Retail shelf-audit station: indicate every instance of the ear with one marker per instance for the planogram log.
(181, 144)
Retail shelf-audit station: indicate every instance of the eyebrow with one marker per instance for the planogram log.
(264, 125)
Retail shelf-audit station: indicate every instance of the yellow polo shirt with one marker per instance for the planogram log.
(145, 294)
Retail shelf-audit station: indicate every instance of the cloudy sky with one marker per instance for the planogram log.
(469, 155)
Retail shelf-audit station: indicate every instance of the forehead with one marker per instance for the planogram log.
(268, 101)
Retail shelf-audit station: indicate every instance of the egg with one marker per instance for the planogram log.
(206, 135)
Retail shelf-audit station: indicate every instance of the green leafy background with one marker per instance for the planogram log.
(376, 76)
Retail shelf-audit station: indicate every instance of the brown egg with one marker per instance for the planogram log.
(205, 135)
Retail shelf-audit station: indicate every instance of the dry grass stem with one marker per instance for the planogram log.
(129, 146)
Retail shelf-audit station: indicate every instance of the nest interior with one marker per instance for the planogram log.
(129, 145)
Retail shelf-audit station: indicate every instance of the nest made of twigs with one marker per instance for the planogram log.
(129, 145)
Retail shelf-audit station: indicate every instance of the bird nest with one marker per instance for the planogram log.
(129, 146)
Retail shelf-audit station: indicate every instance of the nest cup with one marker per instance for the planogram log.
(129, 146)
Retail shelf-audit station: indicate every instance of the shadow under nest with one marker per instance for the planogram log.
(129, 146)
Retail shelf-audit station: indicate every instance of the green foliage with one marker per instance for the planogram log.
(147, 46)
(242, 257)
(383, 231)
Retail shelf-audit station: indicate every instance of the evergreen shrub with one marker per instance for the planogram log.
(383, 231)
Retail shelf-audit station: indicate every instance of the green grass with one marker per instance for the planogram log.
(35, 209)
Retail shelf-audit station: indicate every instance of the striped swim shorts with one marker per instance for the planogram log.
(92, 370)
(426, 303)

::::::::

Quote every line of the data, word for word.

Retail shelf-audit station: indicate every instance of the ear with one marker per instance for the planogram log.
(181, 144)
Retail shelf-audit station: indicate every instance of the eyebrow with one marker per instance for the planogram log.
(264, 125)
Retail shelf-audit station: indicate every instance of the yellow polo shirt with one marker per instance for the planogram log.
(145, 294)
Retail shelf-audit station: indicate every instance of the cloudy sky with one marker per instance for the planogram log.
(469, 155)
Retail shelf-audit station: indicate every instance of the forehead with one marker per instance for the planogram log.
(268, 101)
Retail shelf-audit station: indicate every instance of the egg with one marker per instance for the planogram log.
(206, 135)
Retail shelf-audit station: indicate every instance of the green leafy background with one marker per instance for the planogram log.
(376, 76)
Retail shelf-audit station: indicate every instance of the brown egg with one marker per instance for the planogram log.
(205, 135)
Retail shelf-audit station: indicate every instance of the dry grass stem with one marker per instance for the planogram log.
(129, 146)
Retail shelf-audit station: indicate every instance of the nest interior with one marker per instance for the planogram log.
(129, 145)
Retail shelf-audit station: indicate every instance of the nest made of twigs with one marker per instance for the planogram log.
(129, 145)
Retail shelf-audit station: indicate every instance of the bird nest with one marker per instance for the planogram log.
(129, 146)
Retail shelf-audit station: indicate every instance of the nest cup with one marker per instance for the planogram log.
(129, 146)
Retail shelf-audit station: indicate every instance of the shadow under nest with one marker per instance for the planogram log.
(129, 146)
Retail shelf-audit station: indicate every instance of the green foliage with one marker per instance for the planogram log.
(147, 46)
(242, 257)
(383, 231)
Retail shelf-audit station: indicate every instance of the evergreen shrub with one marker per instance for the planogram log.
(383, 231)
Retail shelf-audit station: indicate every instance of the green grass with one marker per instance for the planogram log.
(35, 209)
Retail shelf-audit station: indicate every instance of the striped swim shorts with one marker per instance for the planogram log.
(92, 370)
(426, 303)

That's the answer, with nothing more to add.